▸ GIVEN INSTRUCTION
Leave out the pictures and repeat the rest of the material exactly.

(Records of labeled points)
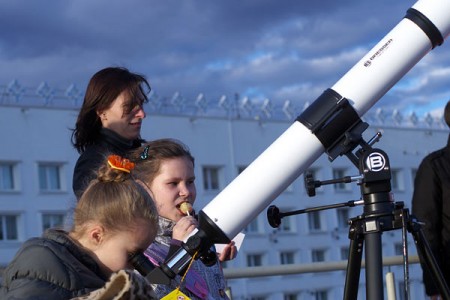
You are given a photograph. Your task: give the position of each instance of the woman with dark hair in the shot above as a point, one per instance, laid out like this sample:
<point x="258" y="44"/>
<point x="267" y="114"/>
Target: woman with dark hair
<point x="109" y="121"/>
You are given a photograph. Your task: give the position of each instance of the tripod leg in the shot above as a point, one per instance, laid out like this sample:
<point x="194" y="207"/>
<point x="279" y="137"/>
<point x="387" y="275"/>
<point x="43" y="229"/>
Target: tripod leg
<point x="424" y="250"/>
<point x="374" y="266"/>
<point x="354" y="264"/>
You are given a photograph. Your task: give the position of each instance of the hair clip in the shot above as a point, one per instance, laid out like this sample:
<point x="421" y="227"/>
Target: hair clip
<point x="144" y="154"/>
<point x="119" y="163"/>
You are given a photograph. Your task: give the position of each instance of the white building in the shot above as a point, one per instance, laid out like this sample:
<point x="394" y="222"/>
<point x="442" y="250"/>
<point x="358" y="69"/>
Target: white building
<point x="225" y="136"/>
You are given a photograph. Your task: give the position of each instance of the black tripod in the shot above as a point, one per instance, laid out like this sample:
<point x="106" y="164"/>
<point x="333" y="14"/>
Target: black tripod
<point x="380" y="214"/>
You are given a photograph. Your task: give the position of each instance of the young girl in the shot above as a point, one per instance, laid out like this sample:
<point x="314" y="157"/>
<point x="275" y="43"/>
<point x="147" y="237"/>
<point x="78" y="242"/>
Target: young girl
<point x="166" y="168"/>
<point x="114" y="218"/>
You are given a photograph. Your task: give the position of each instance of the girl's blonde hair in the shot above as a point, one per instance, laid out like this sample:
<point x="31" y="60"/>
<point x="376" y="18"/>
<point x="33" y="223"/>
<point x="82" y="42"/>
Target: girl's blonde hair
<point x="114" y="200"/>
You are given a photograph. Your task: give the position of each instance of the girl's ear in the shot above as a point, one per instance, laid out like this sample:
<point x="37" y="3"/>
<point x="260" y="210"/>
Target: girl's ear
<point x="96" y="235"/>
<point x="101" y="115"/>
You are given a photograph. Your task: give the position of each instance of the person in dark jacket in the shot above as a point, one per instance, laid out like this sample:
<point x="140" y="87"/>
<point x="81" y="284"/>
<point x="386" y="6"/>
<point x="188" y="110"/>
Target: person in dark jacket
<point x="114" y="219"/>
<point x="431" y="205"/>
<point x="109" y="121"/>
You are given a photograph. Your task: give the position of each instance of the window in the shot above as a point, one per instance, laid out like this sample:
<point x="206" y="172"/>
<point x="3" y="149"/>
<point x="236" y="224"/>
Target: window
<point x="290" y="297"/>
<point x="257" y="298"/>
<point x="287" y="258"/>
<point x="211" y="178"/>
<point x="8" y="228"/>
<point x="50" y="177"/>
<point x="253" y="226"/>
<point x="241" y="169"/>
<point x="398" y="249"/>
<point x="7" y="178"/>
<point x="287" y="225"/>
<point x="50" y="220"/>
<point x="317" y="255"/>
<point x="397" y="183"/>
<point x="320" y="295"/>
<point x="314" y="222"/>
<point x="343" y="217"/>
<point x="413" y="174"/>
<point x="254" y="260"/>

▸ EXPECTED ANSWER
You are given a photograph. Your task: give the position of each instance of the woman with dark hair in the shot above as a point, one per instance, laid out like this sample:
<point x="258" y="44"/>
<point x="267" y="114"/>
Target: woman with dark hair
<point x="109" y="121"/>
You are given a photograph. Your task: give the position of each instance of the tripod leg in the shot above as a point, one per instance, laid out like this sample:
<point x="194" y="207"/>
<point x="279" y="137"/>
<point x="387" y="275"/>
<point x="43" y="229"/>
Target: tripod leg
<point x="424" y="250"/>
<point x="374" y="266"/>
<point x="354" y="264"/>
You are given a photograph. Your task: give the position of each instance of the hair clip in the shot above as a point, one per instance, laid out like this sample:
<point x="421" y="227"/>
Target: hair clip
<point x="144" y="154"/>
<point x="119" y="163"/>
You are given a photograph. Your task: give the position of each instance of the white building in the shot above as a point, one per instance, laid out like this sample:
<point x="394" y="222"/>
<point x="442" y="250"/>
<point x="358" y="69"/>
Target: white building
<point x="225" y="136"/>
You are given a photograph. Your task: give the position of each instance of the black tripod in the shot above as a point, one per instance, laid out like this sample:
<point x="106" y="164"/>
<point x="333" y="14"/>
Target: black tripod
<point x="380" y="214"/>
You are given a photograph. Your task: give the position of each instance of the young girl in the shot above as a point, one per instance, laid out like this sample:
<point x="314" y="157"/>
<point x="275" y="43"/>
<point x="147" y="237"/>
<point x="78" y="242"/>
Target: young girl
<point x="166" y="168"/>
<point x="114" y="218"/>
You are given a photograph. Your task: give the position of each instance of the girl's blonde hair in the shot above as a point, one per instance, laid out like this sample:
<point x="31" y="60"/>
<point x="376" y="18"/>
<point x="33" y="223"/>
<point x="82" y="42"/>
Target: girl's blonde hair
<point x="114" y="200"/>
You are given a photograph. Your task: give the position of each instance of the girl's ear in the shot above as a point, one per instance, laid out like this sample:
<point x="37" y="3"/>
<point x="260" y="210"/>
Target: girl's ear
<point x="96" y="235"/>
<point x="101" y="115"/>
You are given a photograph. Your task: give the position of each instance of the person in dark jacket in the shot above as a point, one per instance, laid out like this sample:
<point x="140" y="87"/>
<point x="81" y="284"/>
<point x="386" y="6"/>
<point x="188" y="110"/>
Target: person in dark jacket
<point x="114" y="219"/>
<point x="431" y="205"/>
<point x="109" y="121"/>
You are given a photograph. Your task: give the position of each instance of the window in the shot above as a point, one per instance, laid out like this sample:
<point x="206" y="172"/>
<point x="3" y="149"/>
<point x="236" y="224"/>
Target: window
<point x="290" y="297"/>
<point x="257" y="298"/>
<point x="287" y="258"/>
<point x="211" y="178"/>
<point x="8" y="228"/>
<point x="50" y="177"/>
<point x="253" y="226"/>
<point x="241" y="169"/>
<point x="398" y="249"/>
<point x="7" y="178"/>
<point x="287" y="225"/>
<point x="50" y="220"/>
<point x="317" y="255"/>
<point x="397" y="183"/>
<point x="320" y="295"/>
<point x="314" y="222"/>
<point x="343" y="217"/>
<point x="413" y="174"/>
<point x="254" y="260"/>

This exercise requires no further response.